Passage to read:

Usually a better way is to use firstprivate instead of private, which will initialise variables with the value they had before the parallel region.
What I am looking for is what is the best way to gather all the data from the parallel for loops into one variable. OpenMP seems to have a different routine then I am used to seeing as I started learning OpenMPI first which has scatter and gather routines.
Calculating PI (embarrassingly parallel routine)
#include <omp.h>
#include <stdio.h>
#include <stdlib.h>
#define NUM_STEPS 100
#define CHUNKSIZE 20
int main(int argc, char *argv[])
{
double step, x, pi, sum=0.0;
int i, chunk;
chunk = CHUNKSIZE;
step = 1.0/(double)NUM_STEPS;
#pragma omp parallel shared(chunk) private(i,x,sum,step)
{
#pragma omp for schedule(dynamic,chunk)
for(i = 0; i < NUM_STEPS; i++)
{
x = (i+0.5)*step;
sum = sum + 4.0/(1.0+x*x);
printf("Thread %d: i = %i sum = %f \n",tid,i,sum);
}
pi = step * sum;
}
EDIT: It seems that I could use an array sum[*NUM_STEPS / CHUNKSIZE*] and sum the array into one value, or would it be better to use some sort of blocking routine to sum the product of each iteration
Add this clause to your #pragma omp parallel ... statement:
reduction(+ : pi)
Then just do pi += step * sum; at the end of the parallel region. (Notice the plus!) OpenMP will then automagically sum up the partial sums for you.

A run of records:
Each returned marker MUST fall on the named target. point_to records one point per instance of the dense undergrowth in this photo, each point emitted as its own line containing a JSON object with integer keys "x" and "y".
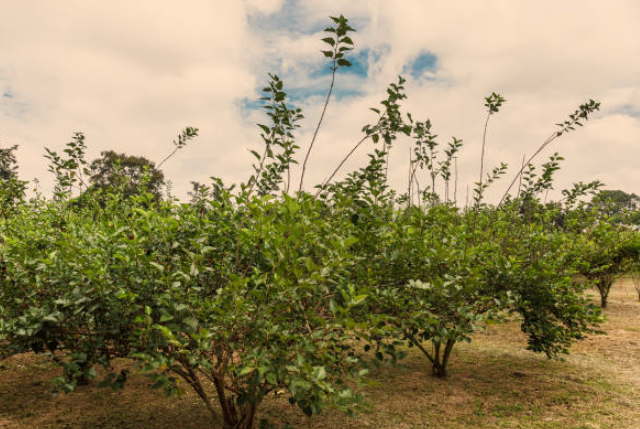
{"x": 258, "y": 290}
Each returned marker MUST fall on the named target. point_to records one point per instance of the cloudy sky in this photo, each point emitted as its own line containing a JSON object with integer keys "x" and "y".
{"x": 131, "y": 74}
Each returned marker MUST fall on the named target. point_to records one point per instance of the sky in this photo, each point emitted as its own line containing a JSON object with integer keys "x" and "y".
{"x": 131, "y": 74}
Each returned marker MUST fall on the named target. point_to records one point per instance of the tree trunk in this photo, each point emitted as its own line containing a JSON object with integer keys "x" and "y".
{"x": 603, "y": 300}
{"x": 234, "y": 415}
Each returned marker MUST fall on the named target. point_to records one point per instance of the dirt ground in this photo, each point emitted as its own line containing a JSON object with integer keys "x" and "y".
{"x": 494, "y": 383}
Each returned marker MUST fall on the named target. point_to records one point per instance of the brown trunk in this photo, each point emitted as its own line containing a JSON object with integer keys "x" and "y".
{"x": 235, "y": 416}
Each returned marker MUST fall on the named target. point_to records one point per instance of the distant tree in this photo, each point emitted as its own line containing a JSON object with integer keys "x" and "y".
{"x": 114, "y": 170}
{"x": 614, "y": 203}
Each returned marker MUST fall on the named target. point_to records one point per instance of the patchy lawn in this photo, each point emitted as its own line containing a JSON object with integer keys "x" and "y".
{"x": 493, "y": 383}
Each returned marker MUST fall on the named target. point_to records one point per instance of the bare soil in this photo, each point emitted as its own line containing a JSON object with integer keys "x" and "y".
{"x": 494, "y": 383}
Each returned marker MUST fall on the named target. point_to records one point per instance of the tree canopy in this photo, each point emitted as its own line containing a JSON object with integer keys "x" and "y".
{"x": 113, "y": 170}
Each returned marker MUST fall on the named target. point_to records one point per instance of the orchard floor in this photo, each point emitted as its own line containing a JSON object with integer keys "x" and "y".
{"x": 493, "y": 383}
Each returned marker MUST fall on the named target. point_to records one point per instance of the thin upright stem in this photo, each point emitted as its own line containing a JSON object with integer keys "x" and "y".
{"x": 324, "y": 109}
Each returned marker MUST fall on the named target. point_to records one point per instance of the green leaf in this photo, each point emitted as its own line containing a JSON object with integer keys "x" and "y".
{"x": 329, "y": 40}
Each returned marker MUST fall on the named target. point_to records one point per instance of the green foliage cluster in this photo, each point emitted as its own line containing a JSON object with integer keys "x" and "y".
{"x": 259, "y": 292}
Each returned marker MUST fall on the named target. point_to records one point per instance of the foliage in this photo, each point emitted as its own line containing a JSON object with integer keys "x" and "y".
{"x": 11, "y": 188}
{"x": 117, "y": 170}
{"x": 258, "y": 292}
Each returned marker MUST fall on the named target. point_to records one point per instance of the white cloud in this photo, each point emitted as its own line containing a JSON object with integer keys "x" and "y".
{"x": 132, "y": 74}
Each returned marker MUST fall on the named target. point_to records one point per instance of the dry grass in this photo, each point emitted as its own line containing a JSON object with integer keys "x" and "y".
{"x": 494, "y": 383}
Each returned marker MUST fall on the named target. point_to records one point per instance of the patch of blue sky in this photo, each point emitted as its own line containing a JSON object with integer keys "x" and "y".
{"x": 629, "y": 110}
{"x": 301, "y": 95}
{"x": 246, "y": 103}
{"x": 425, "y": 62}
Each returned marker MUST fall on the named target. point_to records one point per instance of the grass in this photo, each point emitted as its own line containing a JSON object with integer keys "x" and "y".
{"x": 493, "y": 383}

Requests:
A. Answer these questions about the OpenMP thread on calculating pi:
(i) According to the thread, what does firstprivate do to variables?
(ii) Which library did the person asking the question learn before OpenMP?
(iii) What clause does the reply say to add to the #pragma omp parallel statement?
B. Pick up the OpenMP pi thread after its last sentence and carry it on.

Results:
A.
(i) It initializes variables with the value they had before the parallel region.
(ii) OpenMPI.
(iii) reduction(+ : pi)

B.
Lets see, I am not quite sure what happens, because I havn't got deterministic behaviour on the finished application, but I have something looks like it resembles π. I removed the #pragma omp parallel shared(chunk) and changed the #pragma omp for schedule(dynamic,chunk) to #pragma omp parallel for schedule(dynamic) reduction(+:sum).
#pragma omp parallel for schedule(dynamic) reduction(+:sum)
This requires some explanation, I removed the schedules chunk just to make it all simpler (for me). The part that you are interested in is the reduction(+:sum) which is a normal reduce opeartion with the operator + and using the variable sum.
#include <omp.h>
#include <stdio.h>
#include <stdlib.h>
#define NUM_STEPS 100
int main(int argc, char *argv[])
{
double step, x, pi, sum=0.0;
int i;
step = 1.0/(double)NUM_STEPS;
#pragma omp parallel for schedule(dynamic) reduction(+:sum)
for(i = 0; i < NUM_STEPS; i++)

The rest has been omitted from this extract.